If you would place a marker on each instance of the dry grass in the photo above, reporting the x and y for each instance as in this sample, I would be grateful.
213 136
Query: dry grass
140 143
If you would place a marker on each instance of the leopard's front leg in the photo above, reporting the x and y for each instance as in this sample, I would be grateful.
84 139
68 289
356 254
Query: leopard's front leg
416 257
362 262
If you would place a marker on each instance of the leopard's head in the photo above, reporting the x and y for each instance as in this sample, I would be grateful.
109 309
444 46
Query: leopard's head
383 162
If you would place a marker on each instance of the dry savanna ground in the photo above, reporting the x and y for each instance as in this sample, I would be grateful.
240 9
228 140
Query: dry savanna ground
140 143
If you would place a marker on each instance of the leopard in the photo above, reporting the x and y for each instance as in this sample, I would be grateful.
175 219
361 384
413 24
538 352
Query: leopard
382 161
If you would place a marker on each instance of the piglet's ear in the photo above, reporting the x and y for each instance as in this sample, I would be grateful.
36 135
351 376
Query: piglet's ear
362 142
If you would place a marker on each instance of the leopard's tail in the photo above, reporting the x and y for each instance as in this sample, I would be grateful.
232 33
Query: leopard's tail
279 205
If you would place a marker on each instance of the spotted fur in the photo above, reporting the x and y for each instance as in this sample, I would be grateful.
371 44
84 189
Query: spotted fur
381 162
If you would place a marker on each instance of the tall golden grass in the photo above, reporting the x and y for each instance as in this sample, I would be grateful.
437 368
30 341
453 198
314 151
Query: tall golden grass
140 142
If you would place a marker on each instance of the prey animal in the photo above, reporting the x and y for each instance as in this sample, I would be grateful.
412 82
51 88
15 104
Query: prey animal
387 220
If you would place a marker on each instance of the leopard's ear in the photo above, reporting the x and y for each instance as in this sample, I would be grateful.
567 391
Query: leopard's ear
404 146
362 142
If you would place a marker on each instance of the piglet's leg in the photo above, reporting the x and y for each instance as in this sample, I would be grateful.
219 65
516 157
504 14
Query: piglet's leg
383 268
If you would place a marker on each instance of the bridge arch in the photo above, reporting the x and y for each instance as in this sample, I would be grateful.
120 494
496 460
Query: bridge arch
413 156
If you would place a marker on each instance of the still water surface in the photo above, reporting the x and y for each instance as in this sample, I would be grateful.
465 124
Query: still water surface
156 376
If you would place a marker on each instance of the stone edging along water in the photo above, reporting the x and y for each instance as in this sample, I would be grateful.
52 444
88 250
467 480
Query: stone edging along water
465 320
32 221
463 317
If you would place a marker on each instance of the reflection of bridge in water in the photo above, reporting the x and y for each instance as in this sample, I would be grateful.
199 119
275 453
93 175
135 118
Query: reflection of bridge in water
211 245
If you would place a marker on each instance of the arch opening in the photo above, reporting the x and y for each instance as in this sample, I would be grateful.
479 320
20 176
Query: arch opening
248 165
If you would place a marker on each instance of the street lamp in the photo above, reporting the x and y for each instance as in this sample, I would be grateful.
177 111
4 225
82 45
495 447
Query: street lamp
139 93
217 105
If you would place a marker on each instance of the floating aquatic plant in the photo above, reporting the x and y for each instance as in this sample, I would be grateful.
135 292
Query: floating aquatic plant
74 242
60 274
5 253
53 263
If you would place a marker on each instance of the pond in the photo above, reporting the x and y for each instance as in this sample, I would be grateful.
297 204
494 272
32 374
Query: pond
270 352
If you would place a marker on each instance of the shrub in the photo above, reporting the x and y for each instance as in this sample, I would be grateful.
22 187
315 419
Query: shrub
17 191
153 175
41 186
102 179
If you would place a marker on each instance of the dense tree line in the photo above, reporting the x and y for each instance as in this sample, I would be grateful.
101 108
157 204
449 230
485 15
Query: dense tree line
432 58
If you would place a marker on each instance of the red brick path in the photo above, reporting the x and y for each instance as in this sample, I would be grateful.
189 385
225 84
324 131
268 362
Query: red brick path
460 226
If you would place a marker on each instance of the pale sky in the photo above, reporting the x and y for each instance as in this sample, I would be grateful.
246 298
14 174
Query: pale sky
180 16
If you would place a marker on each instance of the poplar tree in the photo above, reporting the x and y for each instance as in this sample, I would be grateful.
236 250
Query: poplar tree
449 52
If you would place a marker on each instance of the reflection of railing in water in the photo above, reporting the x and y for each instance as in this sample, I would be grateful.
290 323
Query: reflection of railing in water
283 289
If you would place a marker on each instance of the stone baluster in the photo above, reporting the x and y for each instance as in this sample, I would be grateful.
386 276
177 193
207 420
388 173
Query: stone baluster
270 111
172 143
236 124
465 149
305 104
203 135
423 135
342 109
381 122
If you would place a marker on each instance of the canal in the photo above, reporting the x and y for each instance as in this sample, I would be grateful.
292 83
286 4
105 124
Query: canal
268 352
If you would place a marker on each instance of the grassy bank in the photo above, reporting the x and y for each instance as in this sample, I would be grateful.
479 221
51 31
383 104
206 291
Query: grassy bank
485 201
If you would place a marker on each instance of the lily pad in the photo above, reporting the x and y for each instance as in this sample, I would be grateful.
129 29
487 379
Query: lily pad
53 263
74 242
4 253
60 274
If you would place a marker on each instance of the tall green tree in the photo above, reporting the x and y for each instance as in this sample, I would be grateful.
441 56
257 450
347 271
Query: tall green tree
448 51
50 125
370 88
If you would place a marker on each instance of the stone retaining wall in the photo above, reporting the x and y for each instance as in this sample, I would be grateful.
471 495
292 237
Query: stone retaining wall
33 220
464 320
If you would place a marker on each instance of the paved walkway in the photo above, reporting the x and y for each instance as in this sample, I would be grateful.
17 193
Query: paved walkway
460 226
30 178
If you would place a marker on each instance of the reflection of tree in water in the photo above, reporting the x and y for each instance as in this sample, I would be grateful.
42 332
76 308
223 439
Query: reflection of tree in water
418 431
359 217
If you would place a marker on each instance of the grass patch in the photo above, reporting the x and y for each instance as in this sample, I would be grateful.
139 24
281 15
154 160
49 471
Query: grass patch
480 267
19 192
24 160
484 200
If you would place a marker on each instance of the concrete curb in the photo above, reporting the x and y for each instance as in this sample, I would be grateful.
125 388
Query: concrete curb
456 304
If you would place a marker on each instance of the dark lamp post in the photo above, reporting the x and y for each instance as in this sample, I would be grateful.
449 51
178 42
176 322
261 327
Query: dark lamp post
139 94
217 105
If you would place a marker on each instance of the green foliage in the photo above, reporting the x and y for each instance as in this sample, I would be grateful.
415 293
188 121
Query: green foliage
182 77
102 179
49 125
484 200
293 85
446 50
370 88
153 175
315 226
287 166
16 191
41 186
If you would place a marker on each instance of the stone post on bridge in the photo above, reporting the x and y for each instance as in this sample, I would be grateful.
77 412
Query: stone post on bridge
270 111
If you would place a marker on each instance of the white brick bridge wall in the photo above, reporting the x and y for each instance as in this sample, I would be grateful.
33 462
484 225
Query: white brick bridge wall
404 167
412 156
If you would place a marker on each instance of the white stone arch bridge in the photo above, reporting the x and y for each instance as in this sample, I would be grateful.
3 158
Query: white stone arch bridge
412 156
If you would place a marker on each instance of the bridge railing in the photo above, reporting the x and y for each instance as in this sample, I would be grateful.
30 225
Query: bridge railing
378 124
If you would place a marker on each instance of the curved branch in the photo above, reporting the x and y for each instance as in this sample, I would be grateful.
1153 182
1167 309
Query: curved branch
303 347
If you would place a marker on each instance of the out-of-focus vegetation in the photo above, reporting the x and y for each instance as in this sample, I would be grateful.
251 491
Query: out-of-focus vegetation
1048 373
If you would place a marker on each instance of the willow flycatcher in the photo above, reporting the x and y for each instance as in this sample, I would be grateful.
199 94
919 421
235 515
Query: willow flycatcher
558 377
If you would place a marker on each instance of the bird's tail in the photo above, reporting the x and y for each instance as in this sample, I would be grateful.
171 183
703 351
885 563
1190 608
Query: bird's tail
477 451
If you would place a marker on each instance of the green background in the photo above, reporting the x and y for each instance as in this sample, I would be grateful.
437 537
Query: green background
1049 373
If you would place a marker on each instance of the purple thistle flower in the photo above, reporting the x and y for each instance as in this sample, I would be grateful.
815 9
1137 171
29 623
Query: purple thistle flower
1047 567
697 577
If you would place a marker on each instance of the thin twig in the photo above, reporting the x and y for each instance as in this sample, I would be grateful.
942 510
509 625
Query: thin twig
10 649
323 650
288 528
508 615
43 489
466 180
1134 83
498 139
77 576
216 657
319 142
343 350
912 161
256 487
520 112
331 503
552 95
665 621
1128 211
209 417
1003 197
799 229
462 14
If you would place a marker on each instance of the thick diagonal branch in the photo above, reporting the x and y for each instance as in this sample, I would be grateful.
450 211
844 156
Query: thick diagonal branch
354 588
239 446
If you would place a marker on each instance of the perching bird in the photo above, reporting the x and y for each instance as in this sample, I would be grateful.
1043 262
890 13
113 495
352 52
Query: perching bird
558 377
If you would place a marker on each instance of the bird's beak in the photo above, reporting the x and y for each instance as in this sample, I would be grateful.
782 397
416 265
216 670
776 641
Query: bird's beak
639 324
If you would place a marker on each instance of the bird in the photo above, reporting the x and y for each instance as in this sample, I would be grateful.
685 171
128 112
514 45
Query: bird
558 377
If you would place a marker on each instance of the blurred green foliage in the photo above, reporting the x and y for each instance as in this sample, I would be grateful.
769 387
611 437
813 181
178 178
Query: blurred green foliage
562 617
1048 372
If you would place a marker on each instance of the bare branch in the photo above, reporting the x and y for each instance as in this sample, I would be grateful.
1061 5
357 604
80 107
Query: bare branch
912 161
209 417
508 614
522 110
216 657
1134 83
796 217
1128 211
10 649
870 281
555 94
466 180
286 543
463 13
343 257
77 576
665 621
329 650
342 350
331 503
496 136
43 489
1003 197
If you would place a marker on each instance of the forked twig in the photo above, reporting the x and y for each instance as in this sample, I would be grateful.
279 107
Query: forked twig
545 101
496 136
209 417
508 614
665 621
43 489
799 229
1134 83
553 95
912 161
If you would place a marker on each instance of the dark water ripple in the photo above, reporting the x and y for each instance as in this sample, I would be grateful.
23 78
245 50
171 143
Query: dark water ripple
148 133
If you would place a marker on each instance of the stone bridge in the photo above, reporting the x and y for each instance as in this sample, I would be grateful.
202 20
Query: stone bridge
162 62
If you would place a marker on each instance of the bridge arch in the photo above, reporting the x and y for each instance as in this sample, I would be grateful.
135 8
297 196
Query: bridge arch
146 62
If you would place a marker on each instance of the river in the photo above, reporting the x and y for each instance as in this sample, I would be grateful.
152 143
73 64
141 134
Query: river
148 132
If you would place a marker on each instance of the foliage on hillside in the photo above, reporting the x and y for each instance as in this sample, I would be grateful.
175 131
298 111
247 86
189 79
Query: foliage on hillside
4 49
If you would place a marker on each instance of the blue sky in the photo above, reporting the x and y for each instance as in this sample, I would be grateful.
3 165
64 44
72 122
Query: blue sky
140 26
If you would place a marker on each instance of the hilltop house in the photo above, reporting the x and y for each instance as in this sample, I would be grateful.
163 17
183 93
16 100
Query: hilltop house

+---+

• _Exercise task_
Write out exactly the lines of the entries above that run from the line containing "of the river" through the last line, including both.

• _Response to this task_
If you would place a marker on each instance of the river in the photo above, reporting the x and y for each instance as in this sample, I would be grateful.
152 143
73 64
141 134
Query: river
148 132
If you would place a marker on each instance of the foliage on hillside in the photo above, reporting the x and y for each instance as in this sample, I would be grateful.
175 131
298 111
247 86
189 79
Query: foliage on hillside
4 49
If you would place a marker on each instance of the blue sky in the photo above, reporting the x and y for each instance as in this sample, I would be grateful.
3 165
64 44
72 122
Query: blue sky
140 26
If you would place a marker on each instance of the hilltop house in the photo above, reporting the x and y for each instance as in this sample, I would be grateful.
163 17
183 93
16 100
Query: hilltop house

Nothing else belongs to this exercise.